- _SHORT EXERCISE_:
Repeat the records in full and exactly, omitting pictures.

- _ENTRIES SUPPLIED_:
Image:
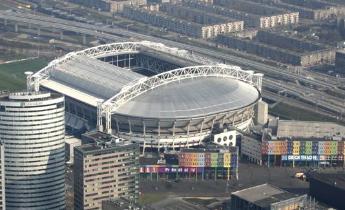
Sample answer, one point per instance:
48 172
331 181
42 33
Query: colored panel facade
307 148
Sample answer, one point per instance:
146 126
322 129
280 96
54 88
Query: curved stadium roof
192 98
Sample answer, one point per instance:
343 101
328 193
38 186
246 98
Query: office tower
2 178
32 128
105 169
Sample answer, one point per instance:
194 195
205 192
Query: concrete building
328 188
198 164
121 204
70 143
214 24
2 178
32 128
306 129
282 48
173 115
225 138
262 113
267 197
112 6
340 61
185 21
312 9
251 149
105 169
253 14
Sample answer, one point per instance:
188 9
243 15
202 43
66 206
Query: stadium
148 92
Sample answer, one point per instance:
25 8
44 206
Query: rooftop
309 129
27 96
103 143
337 180
192 98
98 78
264 195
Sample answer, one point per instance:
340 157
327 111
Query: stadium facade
156 95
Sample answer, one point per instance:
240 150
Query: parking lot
168 194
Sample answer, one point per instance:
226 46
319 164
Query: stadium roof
93 76
192 98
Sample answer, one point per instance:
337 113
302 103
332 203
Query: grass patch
294 113
12 74
201 202
149 198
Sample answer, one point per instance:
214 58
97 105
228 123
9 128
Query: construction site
281 48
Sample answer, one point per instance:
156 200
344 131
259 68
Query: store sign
301 158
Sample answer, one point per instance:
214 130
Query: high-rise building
2 178
32 128
105 169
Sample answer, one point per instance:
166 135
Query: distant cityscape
172 104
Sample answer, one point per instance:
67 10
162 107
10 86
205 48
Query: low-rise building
296 143
267 197
199 164
328 188
121 204
105 169
112 6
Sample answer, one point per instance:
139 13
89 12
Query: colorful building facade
198 164
303 152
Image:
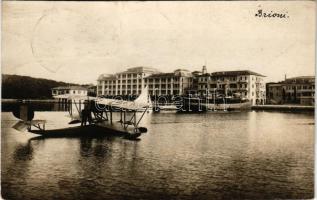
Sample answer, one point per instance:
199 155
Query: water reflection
213 156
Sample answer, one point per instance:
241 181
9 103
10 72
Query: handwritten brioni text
270 14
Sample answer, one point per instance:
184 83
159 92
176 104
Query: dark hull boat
102 124
91 130
204 104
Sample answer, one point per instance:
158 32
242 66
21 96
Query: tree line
25 87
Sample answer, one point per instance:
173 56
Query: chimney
204 70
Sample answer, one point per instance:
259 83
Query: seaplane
99 113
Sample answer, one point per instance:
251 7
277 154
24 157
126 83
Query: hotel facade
297 90
247 84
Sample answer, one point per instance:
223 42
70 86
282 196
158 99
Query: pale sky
78 41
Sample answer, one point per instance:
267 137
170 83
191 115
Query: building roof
72 87
176 73
300 79
106 76
141 69
235 73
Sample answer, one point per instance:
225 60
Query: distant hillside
25 87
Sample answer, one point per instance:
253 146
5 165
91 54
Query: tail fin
24 112
21 126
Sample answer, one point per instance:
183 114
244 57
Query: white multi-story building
249 85
129 82
297 90
175 83
71 90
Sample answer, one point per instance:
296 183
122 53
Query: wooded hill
25 87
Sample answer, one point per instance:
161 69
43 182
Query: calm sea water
183 156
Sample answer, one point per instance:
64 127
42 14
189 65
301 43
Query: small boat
196 104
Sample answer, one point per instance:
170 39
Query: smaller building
245 83
72 90
297 90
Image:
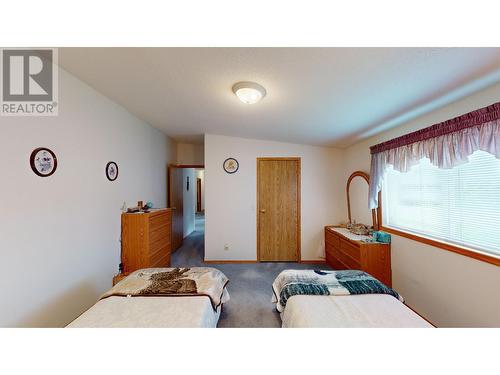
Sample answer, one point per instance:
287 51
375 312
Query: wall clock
231 165
43 162
112 171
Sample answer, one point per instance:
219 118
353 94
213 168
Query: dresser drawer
160 259
350 250
160 234
159 221
334 262
346 259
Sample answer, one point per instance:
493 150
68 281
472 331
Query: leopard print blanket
174 282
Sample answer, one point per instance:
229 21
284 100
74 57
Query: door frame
299 194
169 185
169 166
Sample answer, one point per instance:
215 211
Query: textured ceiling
317 96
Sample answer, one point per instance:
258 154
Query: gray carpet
249 285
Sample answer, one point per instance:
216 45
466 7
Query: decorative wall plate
43 162
231 165
112 171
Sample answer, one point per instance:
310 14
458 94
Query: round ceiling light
249 92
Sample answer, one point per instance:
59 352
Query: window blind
460 205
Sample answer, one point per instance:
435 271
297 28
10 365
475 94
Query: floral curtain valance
446 145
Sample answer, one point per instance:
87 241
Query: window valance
446 144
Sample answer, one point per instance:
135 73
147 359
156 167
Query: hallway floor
249 284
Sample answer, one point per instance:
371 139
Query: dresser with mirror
351 246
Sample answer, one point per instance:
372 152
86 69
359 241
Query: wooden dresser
346 253
146 239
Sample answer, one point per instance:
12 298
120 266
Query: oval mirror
357 200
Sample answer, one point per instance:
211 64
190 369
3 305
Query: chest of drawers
146 239
343 252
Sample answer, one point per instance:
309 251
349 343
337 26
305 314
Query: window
459 206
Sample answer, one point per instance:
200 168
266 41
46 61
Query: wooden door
278 209
175 201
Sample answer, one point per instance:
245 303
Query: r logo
27 75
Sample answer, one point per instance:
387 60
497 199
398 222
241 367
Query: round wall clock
112 171
43 162
231 165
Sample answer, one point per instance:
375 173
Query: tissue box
382 237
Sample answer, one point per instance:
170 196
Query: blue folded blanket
316 282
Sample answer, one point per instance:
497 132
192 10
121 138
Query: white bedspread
149 312
364 311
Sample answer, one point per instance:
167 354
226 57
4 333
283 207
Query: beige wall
449 289
60 235
190 154
230 207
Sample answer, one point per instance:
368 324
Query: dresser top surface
152 212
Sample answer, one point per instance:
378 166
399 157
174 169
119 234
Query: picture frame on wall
231 165
43 162
111 171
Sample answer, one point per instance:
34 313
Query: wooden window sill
446 246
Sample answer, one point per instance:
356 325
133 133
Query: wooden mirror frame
375 213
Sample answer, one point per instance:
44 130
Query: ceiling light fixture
249 92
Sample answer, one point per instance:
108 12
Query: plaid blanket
336 283
174 282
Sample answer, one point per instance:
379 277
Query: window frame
441 244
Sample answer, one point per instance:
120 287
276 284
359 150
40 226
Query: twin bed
193 297
160 298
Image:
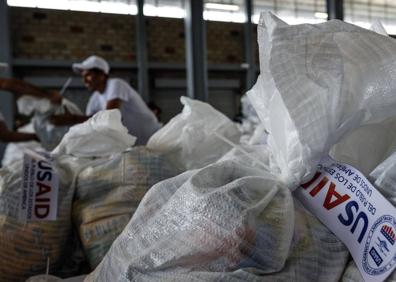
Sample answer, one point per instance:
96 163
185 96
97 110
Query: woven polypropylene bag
50 135
108 194
190 138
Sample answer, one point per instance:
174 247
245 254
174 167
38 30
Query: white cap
92 62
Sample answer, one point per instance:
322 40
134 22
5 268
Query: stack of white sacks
102 180
237 219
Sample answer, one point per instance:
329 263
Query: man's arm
23 88
13 136
67 119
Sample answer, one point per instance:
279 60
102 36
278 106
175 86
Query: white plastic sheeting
49 134
236 220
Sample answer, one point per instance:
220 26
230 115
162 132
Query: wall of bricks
70 35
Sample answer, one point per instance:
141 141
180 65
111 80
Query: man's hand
67 119
62 120
55 97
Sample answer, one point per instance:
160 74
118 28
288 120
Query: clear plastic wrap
189 139
49 134
318 83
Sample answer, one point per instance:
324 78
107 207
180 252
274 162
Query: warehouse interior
210 51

- _ANSWER_:
Image:
Sample answer, one point per instance:
48 172
331 181
42 33
Query: colored panel facade
307 148
Sample answer, one point per instance:
146 126
322 129
280 96
54 88
Query: curved stadium roof
192 98
Sample answer, one point per instance:
343 101
328 193
38 186
246 98
Query: office tower
2 178
32 128
105 169
Sample answer, one point per instance:
194 195
205 192
Query: concrete building
328 188
198 164
121 204
70 143
214 24
2 178
32 128
306 129
282 48
173 115
225 138
262 113
267 197
112 6
340 61
185 21
312 9
251 149
105 169
253 14
Sample answer, one point per instance:
188 9
243 15
202 43
66 206
Query: stadium
148 92
Sample answer, one point per instance:
25 8
44 206
Query: rooftop
309 129
27 96
103 143
337 180
192 98
98 78
264 195
Sample answer, one point per instance:
340 157
327 111
Query: stadium facade
156 95
Sample answer, one point per instance:
240 150
Query: parking lot
168 194
Sample answer, one point per instance:
226 46
319 164
Query: stadium roof
93 76
192 98
Sample answer, one point per instance:
337 113
302 103
332 203
Query: grass patch
294 113
12 74
201 202
149 198
Sample answer, one point per instance:
214 58
97 105
228 123
9 128
Query: construction site
281 48
Sample answer, one point per instance:
156 200
344 131
259 68
Query: store sign
301 158
Sample answer, one point per instance:
214 130
Query: high-rise building
2 178
32 128
105 169
Sample answer, one point per instance:
166 135
Query: distant cityscape
172 104
Sample answer, one point per instance:
67 10
162 107
10 86
205 48
Query: low-rise building
296 143
267 197
199 164
328 188
121 204
105 169
112 6
Sample answer, one point per instance:
139 13
89 12
Query: colorful building facade
198 164
303 152
Image:
Sample answer, one point per instance:
199 155
Query: water reflection
213 156
Sample answer, one point per instance:
241 181
9 103
10 72
Query: handwritten brioni text
270 14
Sample answer, one point per instance:
184 83
159 92
176 104
Query: dark hull boat
102 124
91 130
204 104
Sample answer, one point per instance:
158 32
242 66
21 96
Query: tree line
25 87
Sample answer, one point per instance:
173 56
Query: chimney
204 70
Sample answer, one point per instance:
259 83
Query: seaplane
99 113
Sample answer, one point per instance:
251 7
277 154
24 157
126 83
Query: hotel facade
297 90
247 84
Sample answer, one point per instance:
223 42
70 86
282 196
158 99
Query: pale sky
78 41
Sample answer, one point per instance:
267 137
170 83
191 115
Query: building roof
72 87
176 73
300 79
106 76
141 69
235 73
Sample answer, one point per instance:
225 60
Query: distant hillside
25 87
Sample answer, one point per instance:
253 146
5 165
91 54
Query: tail fin
24 112
21 126
Sample answer, one point per instance:
183 114
244 57
Query: white multi-story building
249 85
129 82
297 90
175 83
71 90
Sample answer, one point per instance:
296 183
122 53
Query: wooded hill
25 87
Sample answer, one point per instance:
161 69
43 182
Query: calm sea water
183 156
Sample answer, one point per instance:
64 127
42 14
189 65
301 43
Query: small boat
196 104
Sample answer, one point per instance:
170 39
Query: smaller building
245 83
72 90
297 90
Image:
Sample answer, one point per instance:
287 51
375 312
Query: wall clock
231 165
43 162
112 171
Sample answer, one point per instance:
219 118
353 94
213 168
Query: dresser drawer
160 259
350 250
160 234
159 221
334 262
346 259
Sample answer, one point per instance:
493 150
68 281
472 331
Query: leopard print blanket
174 282
Sample answer, one point per instance:
229 21
284 100
74 57
Query: door frame
299 194
169 185
169 166
Sample answer, one point per instance:
215 211
Query: textured ceiling
317 96
Sample answer, one point per instance:
258 154
Query: gray carpet
249 285
Sample answer, one point per instance:
216 45
466 7
Query: decorative wall plate
43 162
231 165
112 171
Sample answer, one point per instance:
310 14
458 94
Query: round ceiling light
249 92
Sample answer, one point per instance:
59 352
Query: window blind
460 205
Sample answer, one point per instance:
435 271
297 28
10 365
475 94
Query: floral curtain valance
446 145
Sample answer, one point per instance:
87 241
Query: window valance
446 144
Sample answer, one point per instance:
135 73
147 359
156 167
Query: hallway floor
249 284
Sample answer, one point per instance:
371 139
Query: dresser with mirror
351 246
Sample answer, one point per instance:
372 152
86 69
359 241
Query: wooden dresser
346 253
146 239
Sample answer, one point per instance:
12 298
120 266
Query: oval mirror
357 200
Sample answer, one point per instance:
211 64
190 369
3 305
Query: chest of drawers
146 239
343 252
Sample answer, one point per instance:
309 251
349 343
337 26
305 314
Query: window
459 206
Sample answer, one point per instance:
200 168
266 41
46 61
Query: wooden door
278 209
175 201
Sample answer, one point per instance:
245 303
Query: r logo
27 75
Sample answer, one point per instance:
387 60
497 199
398 222
241 367
Query: round wall clock
112 171
43 162
231 165
Sample answer, one point per instance:
375 173
Query: tissue box
382 237
Sample answer, one point per instance:
170 196
Query: blue folded blanket
316 282
Sample answer, one point per instance:
497 132
192 10
121 138
Query: white bedspread
149 312
364 311
Sample answer, one point per instance:
167 354
226 57
4 333
283 207
Query: beige wall
449 289
60 235
190 154
230 207
Sample answer, one point per instance:
368 324
Query: dresser top surface
152 212
Sample answer, one point per instance:
378 166
399 157
174 169
119 234
Query: picture frame on wall
231 165
43 162
111 171
Sample answer, one point per instance:
34 313
Query: wooden window sill
446 246
Sample answer, one point per instance:
356 325
133 133
Query: wooden mirror frame
375 213
Sample answer, one point per instance:
44 130
Query: ceiling light fixture
249 92
Sample answer, one point per instance:
108 12
Query: plaid blanket
336 283
174 282
Sample answer, one point per instance:
379 277
Query: window frame
441 244
Sample answer, one point per instance:
120 287
276 284
359 150
40 226
Query: twin bed
193 297
160 298
Image:
Sample answer, one point per instance:
96 163
185 96
97 110
Query: woven polypropylene bag
50 135
108 194
190 138
Sample answer, one point per instance:
174 247
245 254
174 167
38 30
Query: white cap
92 62
Sample answer, one point per instance:
322 40
134 22
5 268
Query: stack of white sacks
102 180
237 219
Sample answer, one point per instance:
329 263
Query: man's arm
23 88
13 136
67 119
Sample answer, one point per instance:
279 60
102 36
278 106
175 86
Query: white plastic sheeting
49 134
236 220
Sample answer, one point per instance:
220 26
230 115
162 132
Query: wall of bricks
70 35
Sample answer, one point per instance:
141 141
180 65
111 80
Query: man's hand
67 119
62 120
55 97
Sample answer, one point per instance:
160 74
118 28
288 120
Query: clear plastic wrap
189 139
49 134
318 83
Sample answer, one point per instance:
324 78
107 207
180 252
274 162
Query: warehouse interior
210 51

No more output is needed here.